I recently did a brush up course on Networking/Protocols 101’s. Making my notes public.
Networking Basics / Protocols:
There are 7 layers of communications as defined in OSI (Open systems Interconnection) model
| Layer | Name | Core Function | Significance | Example Protocols | Mental Hook |
|---|---|---|---|---|---|
| 7 | Application | Interface for user/application | Enables end-user apps to use network (browsers, email clients). Application specific formats and logic | HTTP, FTP, SMTP, SSH, DNS, XMPP | “You (user) start here” |
| 6 | Presentation | Data translation, encryption, compression | Ensures data format is understood across systems | SSL/TLS, JPEG, MPEG, ASCII | “Translator and decorator” |
| 5 | Session | Starts, maintains, and ends communication sessions | Keeps track of sessions (chat, video, etc.) | NetBIOS, RPC | “Conversation manager” |
| 4 | Transport | Reliable delivery, error handling | Segments data, reorders, retransmits if needed | TCP (reliable), UDP (faster) | “FedEx: delivery guarantee or not” |
| 3 | Network | Logical addressing and routing | Moves packets across networks using IPs | IP, ICMP, IPSec, OSPF | “GPS: how to get there” |
| 2 | Data Link | Node-to-node delivery, MAC addressing | Ensures data is delivered over a single hop/link | Ethernet, ARP, PPP, VLAN | “Street address & postman” |
| 1 | Physical | Bit transmission over physical medium | Sends 0s and 1s via electrical/optical/mechanical means | Cables, NICs, Hubs, Modems | “Wires, Wi-Fi, fiber — raw transport” |
Mental model to think about all protocols:
- Protocols are more like rules/languages two systems agree to communicate in.
- So there are different protocols like – HTTP / SMTP / UDP / XMPP etc. When we think and relate to OSI model (7 layers), the general question is:
“At what abstraction level does this protocol operate? And does it interact with other layers?”

EXCERPTED DATA —
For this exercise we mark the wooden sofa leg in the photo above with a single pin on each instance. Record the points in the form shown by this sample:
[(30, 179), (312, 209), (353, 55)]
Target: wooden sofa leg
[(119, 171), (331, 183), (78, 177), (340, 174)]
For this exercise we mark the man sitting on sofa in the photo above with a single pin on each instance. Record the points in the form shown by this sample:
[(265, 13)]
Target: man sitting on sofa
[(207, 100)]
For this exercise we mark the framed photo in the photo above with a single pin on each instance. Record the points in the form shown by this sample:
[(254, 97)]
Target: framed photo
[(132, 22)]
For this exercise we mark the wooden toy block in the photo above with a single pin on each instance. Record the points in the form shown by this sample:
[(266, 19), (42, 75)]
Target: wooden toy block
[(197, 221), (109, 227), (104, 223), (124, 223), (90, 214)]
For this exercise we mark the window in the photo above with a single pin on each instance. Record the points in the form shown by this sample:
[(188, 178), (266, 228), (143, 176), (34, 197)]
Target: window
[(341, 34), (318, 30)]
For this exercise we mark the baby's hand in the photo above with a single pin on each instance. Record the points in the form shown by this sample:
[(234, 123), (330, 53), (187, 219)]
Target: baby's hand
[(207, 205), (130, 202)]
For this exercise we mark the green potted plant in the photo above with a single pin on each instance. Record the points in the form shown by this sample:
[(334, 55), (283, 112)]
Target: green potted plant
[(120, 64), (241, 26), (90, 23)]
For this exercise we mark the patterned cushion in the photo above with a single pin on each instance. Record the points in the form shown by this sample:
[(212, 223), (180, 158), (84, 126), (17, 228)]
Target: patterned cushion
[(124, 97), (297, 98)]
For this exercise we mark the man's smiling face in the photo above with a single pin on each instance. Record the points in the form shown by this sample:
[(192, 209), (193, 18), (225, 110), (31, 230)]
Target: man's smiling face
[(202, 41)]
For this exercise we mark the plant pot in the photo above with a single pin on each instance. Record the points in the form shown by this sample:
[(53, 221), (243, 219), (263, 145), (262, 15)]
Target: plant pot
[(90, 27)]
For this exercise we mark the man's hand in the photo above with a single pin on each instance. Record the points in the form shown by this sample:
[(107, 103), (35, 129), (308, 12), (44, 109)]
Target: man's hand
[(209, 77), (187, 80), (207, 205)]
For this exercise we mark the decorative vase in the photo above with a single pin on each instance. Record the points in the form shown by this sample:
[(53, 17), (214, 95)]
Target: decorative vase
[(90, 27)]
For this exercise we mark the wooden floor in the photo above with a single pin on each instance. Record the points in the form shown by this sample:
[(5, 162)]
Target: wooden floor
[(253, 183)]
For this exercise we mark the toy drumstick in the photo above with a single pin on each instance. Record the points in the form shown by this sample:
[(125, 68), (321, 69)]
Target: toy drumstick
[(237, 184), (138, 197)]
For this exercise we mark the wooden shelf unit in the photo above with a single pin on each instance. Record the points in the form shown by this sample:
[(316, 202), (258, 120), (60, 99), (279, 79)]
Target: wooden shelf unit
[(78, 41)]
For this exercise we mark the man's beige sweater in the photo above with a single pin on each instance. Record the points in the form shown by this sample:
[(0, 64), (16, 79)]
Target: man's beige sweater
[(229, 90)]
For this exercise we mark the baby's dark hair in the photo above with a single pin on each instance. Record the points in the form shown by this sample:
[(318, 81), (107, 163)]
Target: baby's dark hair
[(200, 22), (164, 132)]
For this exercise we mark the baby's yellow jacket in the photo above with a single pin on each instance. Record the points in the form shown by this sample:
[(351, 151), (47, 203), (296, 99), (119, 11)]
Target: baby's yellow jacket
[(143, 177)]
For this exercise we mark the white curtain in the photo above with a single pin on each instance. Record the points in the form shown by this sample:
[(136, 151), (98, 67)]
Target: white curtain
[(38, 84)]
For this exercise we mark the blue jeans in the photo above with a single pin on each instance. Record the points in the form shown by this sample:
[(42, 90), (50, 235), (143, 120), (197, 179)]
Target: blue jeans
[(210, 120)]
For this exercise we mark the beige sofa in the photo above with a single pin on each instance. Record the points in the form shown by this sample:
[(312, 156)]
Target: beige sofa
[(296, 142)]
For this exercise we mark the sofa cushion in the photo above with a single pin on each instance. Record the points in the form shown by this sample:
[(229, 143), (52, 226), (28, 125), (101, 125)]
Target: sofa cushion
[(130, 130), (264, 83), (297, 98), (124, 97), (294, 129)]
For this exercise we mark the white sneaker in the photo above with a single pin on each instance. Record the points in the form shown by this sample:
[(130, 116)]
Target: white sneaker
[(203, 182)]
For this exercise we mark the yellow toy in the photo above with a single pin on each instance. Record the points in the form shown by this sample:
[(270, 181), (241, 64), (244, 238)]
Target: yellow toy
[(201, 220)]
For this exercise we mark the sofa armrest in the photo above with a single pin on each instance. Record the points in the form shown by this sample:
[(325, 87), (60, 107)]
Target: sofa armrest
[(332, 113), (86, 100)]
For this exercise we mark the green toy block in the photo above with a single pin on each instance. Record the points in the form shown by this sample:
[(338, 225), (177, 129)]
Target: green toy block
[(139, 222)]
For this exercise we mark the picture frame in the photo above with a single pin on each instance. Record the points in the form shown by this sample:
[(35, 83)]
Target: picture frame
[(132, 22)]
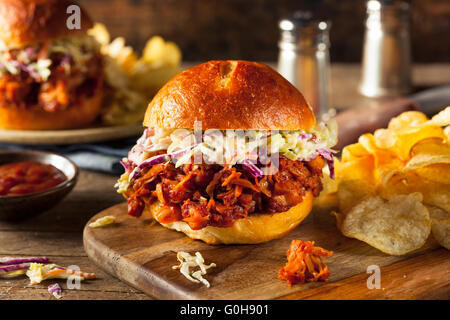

TASK REQUIREMENTS —
a: In the networking notes, which mental hook is given for the Network layer?
b: Translate the following sentence from the networking notes into French: "Protocols are more like rules/languages two systems agree to communicate in."
c: Write the next part of the networking notes, picking up after their final line.

RESULTS FOR EACH TASK —
a: “GPS: how to get there”

b: Les protocoles s'apparentent davantage à des règles/langages dans lesquels deux systèmes conviennent de communiquer.

c:
Each layer in the OSI model has its own type of protocol, and protocols are layered over each other, not isolated. Lower layers support upper layers.
Higher level protocols, sometimes, have hard dependency on lower layer protocols.
For example: XMPP protocol (used in instant messaging) – is a layer 7 protocol and works at Application layer.
But depends on TCP (layer 4) to operate.
It also often uses TLS (layer 6) for encryption.
TCP itself uses IP (layer 3) for routing across network
So XMPP OSI stack is as below:
XMPP (L7)
⬇
TLS (L6) – optional
⬇
TCP (L4) ← hard dependency
⬇
IP (L3)
⬇
Ethernet/Wi-Fi (L2)
⬇
Copper/Fiber (L1)
If TCP blocked, XMPP wouldn’t work.
So yes, a high-level protocol does span multiple layers indirectly but it is classified by its highest-level function.
- Think of the OSI model as a 7-story building.
- XMPP/SMTP live on the top floor (L7).
- They send messages down through elevators (TCP/UDP).
- Those messages ride the subway (IP) and hop onto the road (Ethernet) to get to the destination.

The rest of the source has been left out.